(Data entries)
----

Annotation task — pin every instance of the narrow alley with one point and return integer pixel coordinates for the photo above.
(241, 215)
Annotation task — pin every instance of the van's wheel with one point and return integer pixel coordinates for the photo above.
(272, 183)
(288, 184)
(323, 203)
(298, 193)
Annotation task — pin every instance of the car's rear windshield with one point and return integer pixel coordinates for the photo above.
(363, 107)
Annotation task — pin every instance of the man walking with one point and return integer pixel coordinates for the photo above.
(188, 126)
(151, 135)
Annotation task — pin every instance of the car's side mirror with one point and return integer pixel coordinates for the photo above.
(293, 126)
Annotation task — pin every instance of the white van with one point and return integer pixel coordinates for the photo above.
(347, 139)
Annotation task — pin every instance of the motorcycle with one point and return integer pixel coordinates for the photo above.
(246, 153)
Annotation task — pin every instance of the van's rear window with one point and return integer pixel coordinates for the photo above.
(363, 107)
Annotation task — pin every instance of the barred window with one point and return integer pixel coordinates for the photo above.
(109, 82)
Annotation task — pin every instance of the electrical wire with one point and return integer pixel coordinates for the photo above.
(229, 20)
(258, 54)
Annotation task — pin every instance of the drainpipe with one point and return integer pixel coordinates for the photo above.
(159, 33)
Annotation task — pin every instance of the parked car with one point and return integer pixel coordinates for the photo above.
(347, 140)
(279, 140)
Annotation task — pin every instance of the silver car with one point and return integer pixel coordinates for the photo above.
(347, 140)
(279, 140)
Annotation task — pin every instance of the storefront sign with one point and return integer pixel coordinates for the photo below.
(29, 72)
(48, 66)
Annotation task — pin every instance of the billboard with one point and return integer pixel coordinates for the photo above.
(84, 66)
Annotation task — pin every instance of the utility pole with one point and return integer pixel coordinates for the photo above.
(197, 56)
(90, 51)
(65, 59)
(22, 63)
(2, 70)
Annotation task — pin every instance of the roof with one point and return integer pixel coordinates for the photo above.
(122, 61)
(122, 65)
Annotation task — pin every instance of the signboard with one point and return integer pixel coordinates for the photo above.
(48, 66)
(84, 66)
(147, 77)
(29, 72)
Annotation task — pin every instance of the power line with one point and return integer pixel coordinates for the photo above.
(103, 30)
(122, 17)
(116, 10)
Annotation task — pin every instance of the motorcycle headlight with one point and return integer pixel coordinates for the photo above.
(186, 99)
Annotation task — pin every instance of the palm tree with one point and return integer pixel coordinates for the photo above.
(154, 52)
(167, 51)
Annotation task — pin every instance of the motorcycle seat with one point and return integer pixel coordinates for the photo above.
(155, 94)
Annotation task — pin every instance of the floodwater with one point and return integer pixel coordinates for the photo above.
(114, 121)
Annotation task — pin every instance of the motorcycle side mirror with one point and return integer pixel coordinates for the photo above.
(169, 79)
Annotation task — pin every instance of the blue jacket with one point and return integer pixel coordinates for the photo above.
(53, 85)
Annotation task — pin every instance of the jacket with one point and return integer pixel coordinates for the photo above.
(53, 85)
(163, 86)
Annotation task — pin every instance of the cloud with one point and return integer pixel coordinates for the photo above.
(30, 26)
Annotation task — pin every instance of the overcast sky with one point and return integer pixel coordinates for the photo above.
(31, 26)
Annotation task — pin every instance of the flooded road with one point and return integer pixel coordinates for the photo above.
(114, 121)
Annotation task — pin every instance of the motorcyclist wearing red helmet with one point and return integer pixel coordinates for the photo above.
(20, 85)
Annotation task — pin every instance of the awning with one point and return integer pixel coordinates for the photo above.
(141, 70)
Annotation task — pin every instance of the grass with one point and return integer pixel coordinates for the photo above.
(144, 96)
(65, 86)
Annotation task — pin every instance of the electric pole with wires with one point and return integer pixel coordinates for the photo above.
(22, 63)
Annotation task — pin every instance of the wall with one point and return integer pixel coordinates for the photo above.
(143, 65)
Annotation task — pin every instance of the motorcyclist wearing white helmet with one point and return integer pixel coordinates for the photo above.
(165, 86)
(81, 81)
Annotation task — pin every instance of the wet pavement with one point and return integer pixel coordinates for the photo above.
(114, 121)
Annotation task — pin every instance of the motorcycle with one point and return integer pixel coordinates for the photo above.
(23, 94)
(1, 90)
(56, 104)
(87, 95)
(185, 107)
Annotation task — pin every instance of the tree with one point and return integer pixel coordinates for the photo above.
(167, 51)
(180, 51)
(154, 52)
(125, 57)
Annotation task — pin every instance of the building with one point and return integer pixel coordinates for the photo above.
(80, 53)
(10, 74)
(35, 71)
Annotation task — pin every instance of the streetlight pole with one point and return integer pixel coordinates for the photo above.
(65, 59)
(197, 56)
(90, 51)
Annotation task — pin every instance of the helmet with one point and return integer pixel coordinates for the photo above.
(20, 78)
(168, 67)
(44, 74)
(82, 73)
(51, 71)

----

Assignment: Each entry above should be written again exactly.

Your response:
Annotation task — pin every instance of the narrow alley with one point and return integer pixel coordinates for the photo above.
(241, 215)
Annotation task — pin every instance of the van's wheel with one point and return integer pixel coordinates for the photo above.
(272, 183)
(288, 184)
(323, 203)
(298, 193)
Annotation task — pin every instance of the car's rear windshield with one point and return integer pixel coordinates for the photo above.
(363, 107)
Annotation task — pin every instance of the man walking with one point and return integer pixel coordinates for the photo above.
(188, 126)
(151, 135)
Annotation task — pin every instance of the car's side mirror with one point and return integer pixel coordinates for the photo above.
(293, 126)
Annotation task — pin every instance of the white van with one point and return integer pixel coordinates for the photo above.
(347, 139)
Annotation task — pin every instance of the motorcycle with one point and return integer pixel coordinates for the photo above.
(246, 153)
Annotation task — pin every instance of the van's rear window with one point and return integer pixel coordinates for the photo above.
(363, 107)
Annotation task — pin every instance of the barred window with one point and return integer pixel coordinates for the photo above.
(109, 82)
Annotation task — pin every instance of the electrical wire with one point and return integer pixel coordinates for the photo above.
(229, 20)
(258, 54)
Annotation task — pin every instance of the drainpipe with one point and return integer pixel coordinates for the photo above.
(159, 33)
Annotation task — pin every instance of the parked car with one point and return integer pixel coordinates for the photo above.
(347, 140)
(279, 140)
Annotation task — pin every instance of the silver car with one point and return integer pixel coordinates for the photo above.
(347, 140)
(279, 140)
Annotation task — pin every instance of the storefront sign with one point and return integer pixel coordinates for the photo below.
(29, 72)
(48, 66)
Annotation task — pin every instance of the billboard with one point and return integer pixel coordinates for the photo above.
(84, 66)
Annotation task — pin every instance of the utility pole with one point and return integer pixel coordinates for the photo above.
(197, 56)
(90, 51)
(65, 59)
(22, 63)
(2, 70)
Annotation task — pin every instance of the roof with one point and return integer pixel coordinates for the photo above.
(122, 61)
(122, 65)
Annotation task — pin every instance of the signboard with one point and return integer pixel coordinates for the photo above.
(48, 66)
(84, 66)
(147, 77)
(29, 72)
Annotation task — pin every instance of the power line with one point and return integer pixel coordinates for the photo above.
(103, 30)
(122, 17)
(116, 10)
Annotation task — pin every instance of the motorcycle headlight with one point and return integer pixel coordinates for the photo above.
(186, 99)
Annotation task — pin every instance of the palm tree with one point and return integer pixel coordinates for the photo above.
(154, 52)
(167, 51)
Annotation task — pin every instance of the motorcycle seat with one point and return integer pixel coordinates for the photo above.
(155, 94)
Annotation task — pin every instance of the floodwater with one point and return integer pixel coordinates for the photo above.
(114, 121)
Annotation task — pin every instance of the motorcycle side mirror with one point and return integer pixel coordinates for the photo above.
(169, 79)
Annotation task — pin every instance of the blue jacket with one point and return integer pixel coordinates for the photo above.
(53, 85)
Annotation task — pin every instance of the jacket with one point and return integer pixel coordinates for the photo above.
(53, 85)
(163, 86)
Annotation task — pin every instance of the cloud with one point and return integer pixel coordinates for the photo above.
(30, 26)
Annotation task — pin every instance of the overcast sky with one point and return integer pixel coordinates for the photo above.
(31, 26)
Annotation task — pin every instance of the flooded road with one point and return integer pixel coordinates for the photo above.
(114, 121)
Annotation task — pin every instance of the motorcyclist wearing red helmet with one point and return integer pixel coordinates for the photo above.
(20, 85)
Annotation task — pin every instance of the awning with one point and return integer pixel coordinates for the photo above.
(141, 70)
Annotation task — pin every instance of the grass with one point and return integer pixel coordinates for the photo above.
(144, 96)
(65, 86)
Annotation task — pin every instance of the electric pole with wires with one point and return integer pixel coordinates for the photo above.
(22, 63)
Annotation task — pin every instance of the wall with one point and return integer pixel coordinates for the photo above.
(143, 65)
Annotation task — pin every instance of the motorcyclist wearing white helmet with one point and return integer pixel coordinates for the photo above.
(165, 86)
(81, 81)
Annotation task — pin every instance of the wet pavement with one point and return integer pixel coordinates for the photo above.
(114, 121)
Annotation task — pin every instance of the motorcycle with one point and return integer pixel coordinates for the photo above.
(23, 94)
(1, 90)
(56, 104)
(87, 95)
(185, 107)
Annotation task — pin every instance of the tree with one point and return integer pixel coordinates for the photo above.
(167, 51)
(180, 51)
(154, 52)
(125, 57)
Annotation task — pin every instance of the building with one point and return integer pixel coordinates for the photo above.
(80, 53)
(10, 74)
(35, 71)
Annotation task — pin every instance of the streetlight pole with one point and return integer pixel coordinates for the photo above.
(65, 59)
(197, 56)
(90, 51)
Annotation task — pin every instance of the helmet with one point and return integer pixel coordinates for the photo above.
(20, 78)
(168, 67)
(44, 74)
(82, 73)
(51, 71)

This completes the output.